#### [EXERCISE]
Please reproduce exactly the line that contains "Expected: for every instance of the dark water" and every line after it through the end of the records below, adding nothing else.

#### [RECORDS SHOWN]

= = =

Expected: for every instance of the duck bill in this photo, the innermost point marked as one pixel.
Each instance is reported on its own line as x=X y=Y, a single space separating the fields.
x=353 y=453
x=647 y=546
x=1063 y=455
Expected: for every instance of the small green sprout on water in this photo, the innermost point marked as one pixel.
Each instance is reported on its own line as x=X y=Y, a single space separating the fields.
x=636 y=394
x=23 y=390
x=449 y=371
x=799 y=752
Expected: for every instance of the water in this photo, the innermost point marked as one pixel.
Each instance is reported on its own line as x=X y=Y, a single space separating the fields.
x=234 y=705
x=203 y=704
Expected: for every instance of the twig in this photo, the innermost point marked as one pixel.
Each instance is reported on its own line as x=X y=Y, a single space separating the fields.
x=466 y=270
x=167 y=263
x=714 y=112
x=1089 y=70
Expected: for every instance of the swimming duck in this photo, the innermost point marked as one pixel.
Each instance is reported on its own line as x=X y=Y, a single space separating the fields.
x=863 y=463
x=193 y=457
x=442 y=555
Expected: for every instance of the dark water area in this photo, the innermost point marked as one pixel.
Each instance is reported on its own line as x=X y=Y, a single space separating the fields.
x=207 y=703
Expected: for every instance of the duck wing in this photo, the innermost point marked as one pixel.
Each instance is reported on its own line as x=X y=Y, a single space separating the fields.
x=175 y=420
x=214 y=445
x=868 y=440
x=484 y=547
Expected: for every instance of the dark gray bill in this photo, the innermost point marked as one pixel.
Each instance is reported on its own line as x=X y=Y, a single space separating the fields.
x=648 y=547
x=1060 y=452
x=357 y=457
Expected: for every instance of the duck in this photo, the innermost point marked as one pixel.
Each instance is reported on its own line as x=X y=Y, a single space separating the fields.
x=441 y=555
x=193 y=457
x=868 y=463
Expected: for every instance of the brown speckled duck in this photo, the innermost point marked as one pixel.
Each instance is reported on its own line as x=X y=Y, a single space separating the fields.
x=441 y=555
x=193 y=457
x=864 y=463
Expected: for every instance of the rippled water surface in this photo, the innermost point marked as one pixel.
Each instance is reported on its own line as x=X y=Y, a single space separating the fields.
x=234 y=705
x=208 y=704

= = =

#### [WRITTEN ANSWER]
Expected: for every instance of the dark water area in this photo, the innermost point marked as one pixel.
Each instance is reported on its own line as x=X y=Y, a single space separating the fields.
x=207 y=703
Expected: for every instance of the duck wing in this photo, the innermost point marked as one pixel.
Each instance is reported on its own line as x=X y=Y, a single space separating the fields.
x=175 y=420
x=214 y=445
x=868 y=440
x=484 y=547
Expected: for every instance of the dark gray bill in this photo, the innermost point marked as one pixel.
Each instance is reported on its own line as x=X y=Y, a single space separating the fields.
x=648 y=547
x=1060 y=452
x=357 y=457
Expected: for every instance of the duck in this photo, the innermost point marked as one pixel.
Each instance is reported on its own line as x=X y=Y, a single space separating the fields.
x=441 y=555
x=193 y=457
x=868 y=463
Expected: for every instance of the brown speckled duck in this photo, the innermost point marked as one pixel.
Each instance is reported on its own line as x=X y=Y, a single space separating the fields.
x=441 y=555
x=193 y=457
x=864 y=463
Expected: for every instance of the rippled water surface in this photo, the innermost point marked as one pixel.
Each instance is reported on its own line as x=X y=Y, a single space separating the fields.
x=234 y=705
x=208 y=704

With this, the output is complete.